§ What is required
Transcribe, word for word and without additions, each line below from the one containing "positive clicks: (315, 6) (317, 15)" through the one containing "positive clicks: (77, 24)", both ends included.

§ Given records
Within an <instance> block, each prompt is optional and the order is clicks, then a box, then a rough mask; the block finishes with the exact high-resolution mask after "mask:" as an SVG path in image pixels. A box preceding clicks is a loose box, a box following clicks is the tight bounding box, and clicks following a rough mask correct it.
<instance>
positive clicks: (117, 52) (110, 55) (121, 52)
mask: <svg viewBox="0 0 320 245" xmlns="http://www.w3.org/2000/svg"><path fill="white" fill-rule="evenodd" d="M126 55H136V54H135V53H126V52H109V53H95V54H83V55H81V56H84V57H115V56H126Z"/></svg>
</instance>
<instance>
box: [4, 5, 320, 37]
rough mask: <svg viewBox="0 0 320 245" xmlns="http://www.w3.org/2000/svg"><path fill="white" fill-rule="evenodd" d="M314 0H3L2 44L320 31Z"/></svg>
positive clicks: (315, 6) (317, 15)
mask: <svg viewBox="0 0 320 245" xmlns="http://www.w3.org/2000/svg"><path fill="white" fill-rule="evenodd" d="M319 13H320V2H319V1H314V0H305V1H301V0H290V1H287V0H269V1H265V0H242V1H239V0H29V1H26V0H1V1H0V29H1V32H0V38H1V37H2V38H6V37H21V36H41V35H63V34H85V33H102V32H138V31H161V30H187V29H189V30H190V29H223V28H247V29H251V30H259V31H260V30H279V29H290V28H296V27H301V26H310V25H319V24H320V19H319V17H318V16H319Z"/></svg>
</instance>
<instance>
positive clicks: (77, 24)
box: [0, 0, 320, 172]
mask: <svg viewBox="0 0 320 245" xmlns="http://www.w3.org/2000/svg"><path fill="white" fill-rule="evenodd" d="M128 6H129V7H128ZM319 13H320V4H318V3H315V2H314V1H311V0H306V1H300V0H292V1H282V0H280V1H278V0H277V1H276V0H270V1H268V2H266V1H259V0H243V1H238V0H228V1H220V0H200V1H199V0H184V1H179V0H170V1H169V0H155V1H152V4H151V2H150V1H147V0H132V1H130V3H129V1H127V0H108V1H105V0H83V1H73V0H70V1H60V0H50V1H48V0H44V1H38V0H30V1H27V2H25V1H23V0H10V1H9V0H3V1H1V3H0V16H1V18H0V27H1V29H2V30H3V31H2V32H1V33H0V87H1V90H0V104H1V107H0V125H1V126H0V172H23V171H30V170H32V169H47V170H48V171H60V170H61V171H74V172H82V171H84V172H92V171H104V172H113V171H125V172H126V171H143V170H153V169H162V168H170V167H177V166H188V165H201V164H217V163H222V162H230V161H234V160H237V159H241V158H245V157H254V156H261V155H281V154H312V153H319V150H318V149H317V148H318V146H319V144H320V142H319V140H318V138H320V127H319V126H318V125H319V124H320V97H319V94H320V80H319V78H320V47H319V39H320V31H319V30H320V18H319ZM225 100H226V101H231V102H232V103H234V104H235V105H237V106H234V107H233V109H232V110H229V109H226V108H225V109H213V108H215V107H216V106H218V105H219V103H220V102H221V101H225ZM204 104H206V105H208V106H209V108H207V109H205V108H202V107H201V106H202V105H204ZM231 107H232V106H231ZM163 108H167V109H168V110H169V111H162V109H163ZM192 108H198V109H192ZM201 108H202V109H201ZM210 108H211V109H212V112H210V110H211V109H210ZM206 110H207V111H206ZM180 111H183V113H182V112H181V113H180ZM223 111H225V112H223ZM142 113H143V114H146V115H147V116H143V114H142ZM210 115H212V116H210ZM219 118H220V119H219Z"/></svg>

§ Answer below
positive clicks: (315, 6) (317, 15)
mask: <svg viewBox="0 0 320 245" xmlns="http://www.w3.org/2000/svg"><path fill="white" fill-rule="evenodd" d="M319 13H320V2H319V1H314V0H305V1H301V0H290V1H287V0H269V1H265V0H242V1H239V0H29V1H26V0H1V1H0V29H1V32H0V38H1V37H2V38H6V37H21V36H41V35H63V34H85V33H102V32H138V31H161V30H187V29H189V30H190V29H223V28H247V29H251V30H259V31H260V30H279V29H290V28H296V27H301V26H310V25H319V24H320V19H319V17H318V16H319Z"/></svg>
</instance>
<instance>
positive clicks: (77, 24)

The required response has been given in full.